» **Task to complete**
Go through the entries below and copy each line that holds the word "this".

» **Data shown**
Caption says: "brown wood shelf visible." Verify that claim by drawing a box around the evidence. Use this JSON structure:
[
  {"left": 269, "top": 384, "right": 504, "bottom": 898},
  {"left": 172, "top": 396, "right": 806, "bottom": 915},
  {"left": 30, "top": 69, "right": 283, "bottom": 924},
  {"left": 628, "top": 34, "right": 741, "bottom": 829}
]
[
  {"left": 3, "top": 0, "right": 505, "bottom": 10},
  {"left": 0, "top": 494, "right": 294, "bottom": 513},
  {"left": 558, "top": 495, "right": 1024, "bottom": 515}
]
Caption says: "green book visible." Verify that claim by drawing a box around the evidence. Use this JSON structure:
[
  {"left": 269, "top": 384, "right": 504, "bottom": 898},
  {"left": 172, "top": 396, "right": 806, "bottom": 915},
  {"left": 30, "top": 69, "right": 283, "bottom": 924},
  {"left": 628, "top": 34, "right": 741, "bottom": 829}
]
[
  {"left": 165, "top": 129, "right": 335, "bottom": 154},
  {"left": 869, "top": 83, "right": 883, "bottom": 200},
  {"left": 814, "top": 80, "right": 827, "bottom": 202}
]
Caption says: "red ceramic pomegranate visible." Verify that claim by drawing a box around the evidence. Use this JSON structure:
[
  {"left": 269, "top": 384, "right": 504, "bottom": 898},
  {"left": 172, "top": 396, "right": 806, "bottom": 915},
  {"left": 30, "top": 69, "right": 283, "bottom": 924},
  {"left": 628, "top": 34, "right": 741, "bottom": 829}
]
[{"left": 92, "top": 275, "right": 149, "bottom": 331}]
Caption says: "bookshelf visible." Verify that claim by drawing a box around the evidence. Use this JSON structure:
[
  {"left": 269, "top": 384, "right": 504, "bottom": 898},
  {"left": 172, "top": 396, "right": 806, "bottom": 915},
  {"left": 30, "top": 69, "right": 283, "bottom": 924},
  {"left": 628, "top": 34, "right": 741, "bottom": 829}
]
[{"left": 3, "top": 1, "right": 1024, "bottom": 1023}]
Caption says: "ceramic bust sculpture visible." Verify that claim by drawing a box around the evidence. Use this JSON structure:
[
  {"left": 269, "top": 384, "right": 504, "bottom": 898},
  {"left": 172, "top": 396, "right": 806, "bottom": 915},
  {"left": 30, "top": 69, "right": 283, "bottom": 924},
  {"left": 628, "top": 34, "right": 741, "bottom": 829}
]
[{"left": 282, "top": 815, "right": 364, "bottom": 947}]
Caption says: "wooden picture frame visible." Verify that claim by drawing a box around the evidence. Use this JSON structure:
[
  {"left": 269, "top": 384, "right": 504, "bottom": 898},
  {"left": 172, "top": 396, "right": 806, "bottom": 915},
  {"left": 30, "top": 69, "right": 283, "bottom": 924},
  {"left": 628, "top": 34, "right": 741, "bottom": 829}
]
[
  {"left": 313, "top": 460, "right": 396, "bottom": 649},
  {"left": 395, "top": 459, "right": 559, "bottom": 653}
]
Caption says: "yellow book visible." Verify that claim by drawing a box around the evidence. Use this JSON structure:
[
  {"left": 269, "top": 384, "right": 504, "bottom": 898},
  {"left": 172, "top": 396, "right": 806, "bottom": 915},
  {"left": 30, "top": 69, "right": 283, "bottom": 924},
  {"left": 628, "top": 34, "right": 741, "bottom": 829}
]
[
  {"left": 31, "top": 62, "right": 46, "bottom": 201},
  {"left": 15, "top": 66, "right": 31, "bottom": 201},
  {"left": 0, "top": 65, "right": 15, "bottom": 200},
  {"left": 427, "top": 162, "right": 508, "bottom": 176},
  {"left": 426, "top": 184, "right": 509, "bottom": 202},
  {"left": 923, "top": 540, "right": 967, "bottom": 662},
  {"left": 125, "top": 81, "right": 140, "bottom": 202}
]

» **Expected output**
Caption says: "brown wood shelf visible." Verify that claim by drawing a box around the evidence. Use this JSON structure:
Caption says: "green book visible." Verify that claim by drawing a box around the evidence. Use this JSON structure:
Caption says: "red ceramic pomegranate visible." Verify that claim by drawing a box around the evidence. Use this JSON structure:
Caption says: "bookshelf visible." Verify that claim by drawing a box around the evidence. Use this JSON structure:
Caption says: "ceramic bust sculpture visible." Verify that claim by drawing a box around the evidence. Use this JSON structure:
Caption says: "wooden picture frame visible." Verify that claim by drawing a box around the evidence. Use this JSON structure:
Caption says: "yellow book visible." Verify that claim by drawing a box around the evidence. Use this JSON structure:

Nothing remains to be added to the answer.